= What the exercise asks =
Rewrite the material from the line with "Return one point per instance of the sky, formatted" through the end of the material, keeping the requests. Increase each coordinate in the answer points by 123.
──────── Available data
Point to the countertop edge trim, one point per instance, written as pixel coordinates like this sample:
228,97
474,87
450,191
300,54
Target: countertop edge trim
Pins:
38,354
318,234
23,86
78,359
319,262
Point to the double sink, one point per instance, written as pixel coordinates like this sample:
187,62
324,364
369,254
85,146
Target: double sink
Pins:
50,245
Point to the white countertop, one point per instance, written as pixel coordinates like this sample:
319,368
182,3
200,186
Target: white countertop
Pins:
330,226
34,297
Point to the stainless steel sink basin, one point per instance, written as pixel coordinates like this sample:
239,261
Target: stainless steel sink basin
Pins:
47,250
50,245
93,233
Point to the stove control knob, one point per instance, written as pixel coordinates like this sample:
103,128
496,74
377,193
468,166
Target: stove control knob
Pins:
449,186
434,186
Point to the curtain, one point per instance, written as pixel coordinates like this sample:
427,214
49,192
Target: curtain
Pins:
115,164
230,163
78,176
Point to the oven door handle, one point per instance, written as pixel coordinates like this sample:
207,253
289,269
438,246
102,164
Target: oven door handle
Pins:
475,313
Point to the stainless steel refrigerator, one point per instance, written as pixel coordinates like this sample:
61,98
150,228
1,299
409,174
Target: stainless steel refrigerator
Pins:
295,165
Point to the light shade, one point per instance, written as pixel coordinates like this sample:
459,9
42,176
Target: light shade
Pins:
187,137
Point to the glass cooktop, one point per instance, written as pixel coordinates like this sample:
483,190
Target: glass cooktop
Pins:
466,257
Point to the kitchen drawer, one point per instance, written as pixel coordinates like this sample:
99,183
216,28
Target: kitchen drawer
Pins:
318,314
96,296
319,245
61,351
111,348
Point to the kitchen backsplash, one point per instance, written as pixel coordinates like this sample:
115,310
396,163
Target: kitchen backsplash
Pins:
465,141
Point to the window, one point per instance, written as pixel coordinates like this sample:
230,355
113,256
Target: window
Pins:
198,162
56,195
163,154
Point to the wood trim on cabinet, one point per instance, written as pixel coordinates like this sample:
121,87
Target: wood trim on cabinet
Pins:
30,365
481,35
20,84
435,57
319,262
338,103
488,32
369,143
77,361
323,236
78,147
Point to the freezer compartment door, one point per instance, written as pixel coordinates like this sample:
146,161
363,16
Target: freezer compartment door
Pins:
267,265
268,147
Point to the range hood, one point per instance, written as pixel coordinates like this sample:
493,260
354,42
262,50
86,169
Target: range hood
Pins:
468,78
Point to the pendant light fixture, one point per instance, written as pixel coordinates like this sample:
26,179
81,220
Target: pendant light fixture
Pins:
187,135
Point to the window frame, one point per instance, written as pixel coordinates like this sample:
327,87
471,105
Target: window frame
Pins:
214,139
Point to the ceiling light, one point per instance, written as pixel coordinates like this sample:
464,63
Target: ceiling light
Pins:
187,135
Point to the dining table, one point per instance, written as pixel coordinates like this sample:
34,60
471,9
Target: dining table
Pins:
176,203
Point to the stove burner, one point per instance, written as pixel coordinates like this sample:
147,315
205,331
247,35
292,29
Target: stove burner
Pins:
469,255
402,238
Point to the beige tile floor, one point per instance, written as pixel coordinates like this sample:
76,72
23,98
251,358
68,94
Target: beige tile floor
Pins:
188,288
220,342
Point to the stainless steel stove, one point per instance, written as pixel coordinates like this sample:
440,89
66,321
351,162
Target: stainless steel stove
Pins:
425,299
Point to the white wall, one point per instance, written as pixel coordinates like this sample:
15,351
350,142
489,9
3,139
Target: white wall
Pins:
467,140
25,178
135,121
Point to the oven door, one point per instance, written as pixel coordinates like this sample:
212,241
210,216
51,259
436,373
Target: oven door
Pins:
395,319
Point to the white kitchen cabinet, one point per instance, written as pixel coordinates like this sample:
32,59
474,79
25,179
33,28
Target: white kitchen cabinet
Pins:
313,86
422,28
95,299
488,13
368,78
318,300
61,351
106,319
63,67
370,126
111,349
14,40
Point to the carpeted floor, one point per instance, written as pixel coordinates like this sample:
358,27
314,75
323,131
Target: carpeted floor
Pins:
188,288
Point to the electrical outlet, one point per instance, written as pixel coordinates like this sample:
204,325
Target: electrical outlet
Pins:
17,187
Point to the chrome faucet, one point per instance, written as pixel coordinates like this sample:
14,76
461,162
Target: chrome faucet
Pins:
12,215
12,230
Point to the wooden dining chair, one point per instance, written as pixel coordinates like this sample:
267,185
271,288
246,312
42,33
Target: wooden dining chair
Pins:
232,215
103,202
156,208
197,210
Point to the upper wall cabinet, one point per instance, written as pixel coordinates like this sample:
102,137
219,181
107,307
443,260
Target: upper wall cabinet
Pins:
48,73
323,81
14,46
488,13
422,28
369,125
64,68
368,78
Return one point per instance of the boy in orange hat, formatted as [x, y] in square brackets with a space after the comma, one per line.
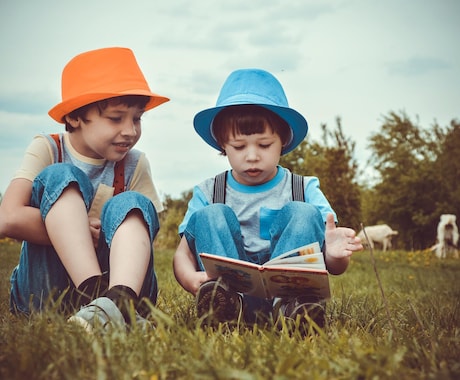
[83, 202]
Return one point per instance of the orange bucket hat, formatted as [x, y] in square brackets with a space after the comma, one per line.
[101, 74]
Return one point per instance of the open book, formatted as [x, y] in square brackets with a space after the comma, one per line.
[301, 271]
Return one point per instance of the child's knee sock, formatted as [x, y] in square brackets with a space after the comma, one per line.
[125, 298]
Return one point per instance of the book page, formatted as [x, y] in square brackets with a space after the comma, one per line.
[297, 282]
[241, 276]
[300, 255]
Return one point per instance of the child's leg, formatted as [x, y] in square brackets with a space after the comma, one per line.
[68, 229]
[296, 224]
[215, 229]
[129, 224]
[40, 271]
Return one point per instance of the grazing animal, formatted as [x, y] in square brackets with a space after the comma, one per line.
[447, 238]
[381, 233]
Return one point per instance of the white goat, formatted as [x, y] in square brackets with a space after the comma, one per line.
[447, 239]
[381, 233]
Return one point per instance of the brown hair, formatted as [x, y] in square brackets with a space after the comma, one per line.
[127, 100]
[248, 120]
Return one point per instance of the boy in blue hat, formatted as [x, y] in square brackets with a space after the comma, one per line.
[255, 215]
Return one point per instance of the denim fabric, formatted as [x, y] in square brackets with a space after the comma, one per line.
[40, 273]
[215, 229]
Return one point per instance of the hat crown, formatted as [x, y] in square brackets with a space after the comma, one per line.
[108, 70]
[101, 74]
[255, 86]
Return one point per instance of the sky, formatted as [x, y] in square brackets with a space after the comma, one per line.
[357, 60]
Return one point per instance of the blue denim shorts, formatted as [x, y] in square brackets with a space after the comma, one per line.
[40, 274]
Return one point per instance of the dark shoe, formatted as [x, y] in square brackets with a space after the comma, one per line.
────────────────
= Task answer =
Return one point per instance of the sky, formatted as [x, y] in square brackets with a space after the comma, one per line.
[480, 183]
Return one point per instance of the blue denim shorts, formatted as [x, y] in square brackets with a space after the comma, one per line.
[163, 397]
Return one point per instance of the dark shoe, formatted as [x, y] in square brackets with a space after the comma, one per line.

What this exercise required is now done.